Dog... Didn't you read that ONE post ab these? Worst guitar ever and kill switches are gimmicky!!! 

(If you took this post seriously, seek psychiatric help)


----------



## Cowboyfromhell (Aug 26, 2013)

Well im a maple fretboard fanboy so .......... Awesome 8 string it looks reaaaaaally nice i hope it plays too. HNGD dude!


----------



## sakeido (Aug 26, 2013)

maliciousteve said:


> How does it sound with the Blackstar?
> 
> I ask because I'm considering down sizing my rig (moving to a small place) to a Ht20 1x12 combo. I'm a little concerned with the amp sounding too muddy for the low F#



unfortunately it doesn't sound good through any tube amp I've tried haha. The Diezel VH4 sounded decent but not great, my Invader I didn't really like it, and the Blackstar is right out... did not sound good at all! was great on the top 6 strings and pretty good on the B but for low F, F# neighborhood stuff Axe FX is the only way to go.

■ Extracted entries:
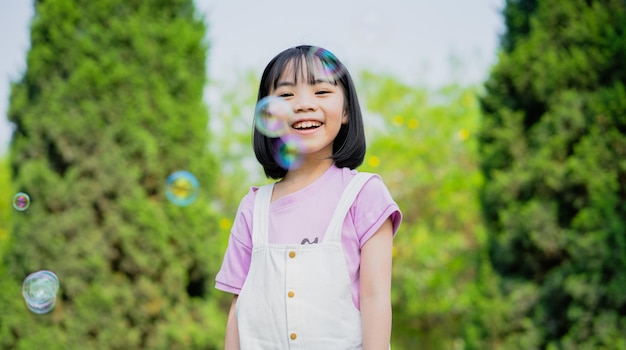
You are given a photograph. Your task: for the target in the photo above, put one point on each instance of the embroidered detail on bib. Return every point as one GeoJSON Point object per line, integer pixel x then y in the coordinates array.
{"type": "Point", "coordinates": [306, 241]}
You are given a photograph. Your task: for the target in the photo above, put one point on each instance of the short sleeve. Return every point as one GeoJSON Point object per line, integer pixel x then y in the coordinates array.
{"type": "Point", "coordinates": [237, 257]}
{"type": "Point", "coordinates": [372, 207]}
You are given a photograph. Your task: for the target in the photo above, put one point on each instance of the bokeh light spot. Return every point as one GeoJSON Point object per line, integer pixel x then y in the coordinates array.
{"type": "Point", "coordinates": [21, 201]}
{"type": "Point", "coordinates": [181, 188]}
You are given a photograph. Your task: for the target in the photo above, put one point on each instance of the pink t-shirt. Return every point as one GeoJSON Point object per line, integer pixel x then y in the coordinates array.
{"type": "Point", "coordinates": [302, 217]}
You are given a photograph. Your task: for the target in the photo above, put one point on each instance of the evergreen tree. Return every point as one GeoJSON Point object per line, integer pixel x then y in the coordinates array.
{"type": "Point", "coordinates": [553, 148]}
{"type": "Point", "coordinates": [110, 104]}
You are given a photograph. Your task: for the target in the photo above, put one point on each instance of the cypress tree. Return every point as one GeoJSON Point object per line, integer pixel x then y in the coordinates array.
{"type": "Point", "coordinates": [553, 151]}
{"type": "Point", "coordinates": [110, 104]}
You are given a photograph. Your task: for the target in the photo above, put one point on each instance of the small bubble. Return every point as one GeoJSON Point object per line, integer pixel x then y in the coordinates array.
{"type": "Point", "coordinates": [271, 116]}
{"type": "Point", "coordinates": [181, 188]}
{"type": "Point", "coordinates": [325, 63]}
{"type": "Point", "coordinates": [39, 290]}
{"type": "Point", "coordinates": [21, 201]}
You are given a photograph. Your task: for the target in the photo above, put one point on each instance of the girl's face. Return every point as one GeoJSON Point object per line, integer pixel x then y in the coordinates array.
{"type": "Point", "coordinates": [318, 108]}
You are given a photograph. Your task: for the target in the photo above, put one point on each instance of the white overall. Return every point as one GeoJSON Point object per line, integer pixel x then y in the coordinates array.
{"type": "Point", "coordinates": [299, 296]}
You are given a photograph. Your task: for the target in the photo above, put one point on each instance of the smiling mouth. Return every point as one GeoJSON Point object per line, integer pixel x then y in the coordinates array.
{"type": "Point", "coordinates": [306, 125]}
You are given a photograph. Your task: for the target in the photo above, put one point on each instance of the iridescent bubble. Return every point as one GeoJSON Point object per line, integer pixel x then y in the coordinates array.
{"type": "Point", "coordinates": [271, 116]}
{"type": "Point", "coordinates": [289, 152]}
{"type": "Point", "coordinates": [182, 188]}
{"type": "Point", "coordinates": [21, 201]}
{"type": "Point", "coordinates": [40, 291]}
{"type": "Point", "coordinates": [325, 63]}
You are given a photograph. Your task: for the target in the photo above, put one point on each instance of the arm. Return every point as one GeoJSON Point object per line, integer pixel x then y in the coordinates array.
{"type": "Point", "coordinates": [232, 332]}
{"type": "Point", "coordinates": [375, 289]}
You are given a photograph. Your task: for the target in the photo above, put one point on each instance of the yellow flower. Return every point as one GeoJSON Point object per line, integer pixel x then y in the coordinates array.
{"type": "Point", "coordinates": [373, 161]}
{"type": "Point", "coordinates": [398, 120]}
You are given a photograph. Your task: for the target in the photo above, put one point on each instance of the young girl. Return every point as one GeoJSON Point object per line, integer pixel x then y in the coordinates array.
{"type": "Point", "coordinates": [309, 257]}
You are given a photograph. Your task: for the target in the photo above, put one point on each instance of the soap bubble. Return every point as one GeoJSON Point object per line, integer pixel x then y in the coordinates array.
{"type": "Point", "coordinates": [21, 201]}
{"type": "Point", "coordinates": [181, 188]}
{"type": "Point", "coordinates": [325, 63]}
{"type": "Point", "coordinates": [289, 152]}
{"type": "Point", "coordinates": [39, 290]}
{"type": "Point", "coordinates": [271, 116]}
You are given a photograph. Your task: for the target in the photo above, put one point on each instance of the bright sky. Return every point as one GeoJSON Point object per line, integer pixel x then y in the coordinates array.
{"type": "Point", "coordinates": [425, 43]}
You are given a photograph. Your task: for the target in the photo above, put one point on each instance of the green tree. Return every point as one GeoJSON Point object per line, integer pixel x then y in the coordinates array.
{"type": "Point", "coordinates": [553, 150]}
{"type": "Point", "coordinates": [423, 145]}
{"type": "Point", "coordinates": [110, 104]}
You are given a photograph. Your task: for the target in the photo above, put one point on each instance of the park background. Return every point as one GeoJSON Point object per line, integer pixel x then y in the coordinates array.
{"type": "Point", "coordinates": [512, 187]}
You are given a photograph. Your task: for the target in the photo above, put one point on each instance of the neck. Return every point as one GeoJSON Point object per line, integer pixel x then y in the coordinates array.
{"type": "Point", "coordinates": [304, 175]}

■ Tasks for this exercise:
[1] In the 8-string guitar thread, why does maliciousteve ask how the guitar sounds through the Blackstar?
[2] According to sakeido in the 8-string guitar thread, which tube amp sounded decent but not great with the guitar?
[3] Write the next post in the 8-string guitar thread, picking up after sakeido's reply about the Axe FX.

■ Task results:
[1] maliciousteve is thinking about downsizing to an HT20 1x12 combo because of a move to a small place. The concern is that this amp might sound too muddy for the low F#.

[2] The Diezel VH4.

[3]
Konfyouzd said:


> Dog... Didn't you read that ONE post ab these? Worst guitar ever and kill switches are gimmicky!!!
> 
> (If you took this post seriously, seek psychiatric help)



oh totes, bro, i didn't realize until i read that post but this guitar does in fact suck more balls than i previously thought was possible


----------



## Dawn of the Shred (Aug 27, 2013)

Congrats!


----------



## MikeK (Aug 27, 2013)

Hows the string tension on this feel compared to the Ibby 8s?


----------



## AdamWe (Aug 30, 2013)

I recieved mine and was a little disappointed by the Guitar.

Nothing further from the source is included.